To be done >> Rewrite the material below with each "Isolate" changed to "Locate" and everything else left as it is.

Data provided >>
----------------

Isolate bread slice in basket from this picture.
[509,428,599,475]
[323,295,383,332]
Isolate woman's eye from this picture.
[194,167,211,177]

----------------

Written answer >>
Locate bread slice in basket from this picture.
[509,428,599,475]
[323,295,383,332]
Locate woman's eye from this picture.
[194,167,211,177]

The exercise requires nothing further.